▶ **Written exercise a**
In the worked solution for the line through (-3,-8) and (6,-4), what value is found for the slope?

.....

Question

Write the equation of the line that passes through the points (-3,-8) and (6,-4).

Put your answer in fully reduced point-slope form, unless it is a vertical or horizontal
line.

Answer 1

The equation in point-slope form is:
`\mathbf{y+8= (4)/(9)(x+3)}`

Explanation:

Write the equation of the line that passes through the points (-3,-8) and (6,-4)

The point slope form is:
`y-y_1=m(x-x_1)`

Where m is slope and x₁ and y₁ are the points given

Finding Slope

Slope can be found of given points using formula:
`Slope=(y_2-y_1)/(x_2-x_1)`

We have
`x_1=-3, y_1=-8, x_2=6 \ and \ y_2=-4`

Putting values and finding slope

`Slope=(y_2-y_1)/(x_2-x_1)\\Slope=(-4-(-8))/(6-(-3))\\Slope=(-4+8)/(6+3)\\Slope=(4)/(9)`

So, slope m = 4/9

Using point (-3,-8) and slope m = 4/9 the equation is:

`y-y_1=m(x-x_1)\\y-(-8)=(4)/(9)(x-(-3))\\y+8= (4)/(9)(x+3)\\`

So, the equation in point-slope form is:
`\mathbf{y+8= (4)/(9)(x+3)}`

.....

▶ **Written exercise b**
From the records below, quote the lines from the one containing "Locate the sky" through the one containing "x=210 y=123", including both of those lines.

▶ **Items**
.....

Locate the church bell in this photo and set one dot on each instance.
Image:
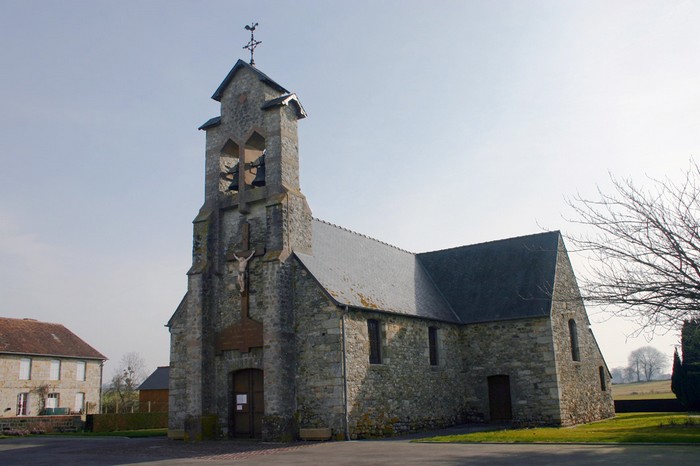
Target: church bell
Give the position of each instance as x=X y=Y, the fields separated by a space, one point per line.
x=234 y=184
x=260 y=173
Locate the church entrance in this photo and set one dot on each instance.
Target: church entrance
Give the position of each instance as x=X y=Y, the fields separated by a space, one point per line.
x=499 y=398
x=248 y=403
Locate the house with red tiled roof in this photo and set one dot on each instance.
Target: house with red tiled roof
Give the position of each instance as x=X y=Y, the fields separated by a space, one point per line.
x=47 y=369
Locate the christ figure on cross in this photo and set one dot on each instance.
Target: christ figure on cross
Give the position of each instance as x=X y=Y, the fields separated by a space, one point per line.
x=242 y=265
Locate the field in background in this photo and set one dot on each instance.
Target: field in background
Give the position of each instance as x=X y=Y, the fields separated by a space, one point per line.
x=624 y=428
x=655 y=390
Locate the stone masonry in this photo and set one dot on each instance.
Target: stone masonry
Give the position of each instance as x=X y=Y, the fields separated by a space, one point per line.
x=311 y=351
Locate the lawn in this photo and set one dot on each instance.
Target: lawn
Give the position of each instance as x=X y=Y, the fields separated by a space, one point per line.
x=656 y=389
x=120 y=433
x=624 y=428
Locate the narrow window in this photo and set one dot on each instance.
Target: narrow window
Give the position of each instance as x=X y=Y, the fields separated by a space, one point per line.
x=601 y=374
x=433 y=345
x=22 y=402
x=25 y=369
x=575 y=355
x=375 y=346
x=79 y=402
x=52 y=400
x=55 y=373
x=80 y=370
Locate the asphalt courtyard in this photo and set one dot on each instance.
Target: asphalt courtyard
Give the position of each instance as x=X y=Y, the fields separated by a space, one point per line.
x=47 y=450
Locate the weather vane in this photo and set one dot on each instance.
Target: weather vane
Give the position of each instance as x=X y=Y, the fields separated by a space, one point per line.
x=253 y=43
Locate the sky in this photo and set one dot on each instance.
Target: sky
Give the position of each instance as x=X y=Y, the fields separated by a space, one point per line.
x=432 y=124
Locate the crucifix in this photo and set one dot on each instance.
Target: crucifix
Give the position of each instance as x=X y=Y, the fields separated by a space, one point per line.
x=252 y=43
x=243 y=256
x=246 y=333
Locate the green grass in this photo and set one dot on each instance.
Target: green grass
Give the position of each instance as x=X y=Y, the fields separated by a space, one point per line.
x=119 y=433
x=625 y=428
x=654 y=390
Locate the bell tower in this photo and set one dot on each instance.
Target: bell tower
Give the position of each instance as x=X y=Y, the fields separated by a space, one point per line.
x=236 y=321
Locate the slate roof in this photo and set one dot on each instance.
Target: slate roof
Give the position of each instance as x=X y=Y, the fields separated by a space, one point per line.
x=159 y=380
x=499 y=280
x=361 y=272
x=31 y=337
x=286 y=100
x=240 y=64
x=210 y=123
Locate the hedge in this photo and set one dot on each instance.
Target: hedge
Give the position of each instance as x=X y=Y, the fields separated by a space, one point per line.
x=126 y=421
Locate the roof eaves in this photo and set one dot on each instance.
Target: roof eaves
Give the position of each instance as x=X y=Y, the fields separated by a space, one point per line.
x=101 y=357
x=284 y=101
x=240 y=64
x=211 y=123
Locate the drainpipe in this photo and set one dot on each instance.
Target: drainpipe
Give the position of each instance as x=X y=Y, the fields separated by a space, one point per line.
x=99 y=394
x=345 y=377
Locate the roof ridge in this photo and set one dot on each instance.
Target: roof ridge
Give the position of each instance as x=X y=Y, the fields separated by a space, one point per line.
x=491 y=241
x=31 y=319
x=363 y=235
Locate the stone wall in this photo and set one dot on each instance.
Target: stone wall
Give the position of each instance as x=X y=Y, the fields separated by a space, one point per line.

.....

▶ **Final answer a**
The slope is 4/9.

▶ **Final answer b**
Locate the sky in this photo and set one dot on each instance.
Target: sky
Give the position of each instance as x=X y=Y, the fields separated by a space, one point per line.
x=432 y=124
Locate the crucifix in this photo and set one dot on each instance.
Target: crucifix
Give the position of each instance as x=X y=Y, the fields separated by a space, one point per line.
x=252 y=43
x=243 y=256
x=246 y=333
Locate the green grass in this photo and set one dot on each instance.
Target: green grass
Give the position of each instance as x=X y=Y, the fields separated by a space, one point per line.
x=119 y=433
x=625 y=428
x=654 y=390
Locate the bell tower in this photo and set one dot on each instance.
Target: bell tower
Give the position of each instance as x=X y=Y, the fields separated by a space, one point per line.
x=236 y=321
Locate the slate roof in this photo and set one dot on each instance.
Target: slate roof
Give the position of each instance as x=X y=Y, the fields separated by a space, one point per line.
x=159 y=380
x=499 y=280
x=361 y=272
x=31 y=337
x=286 y=100
x=240 y=64
x=210 y=123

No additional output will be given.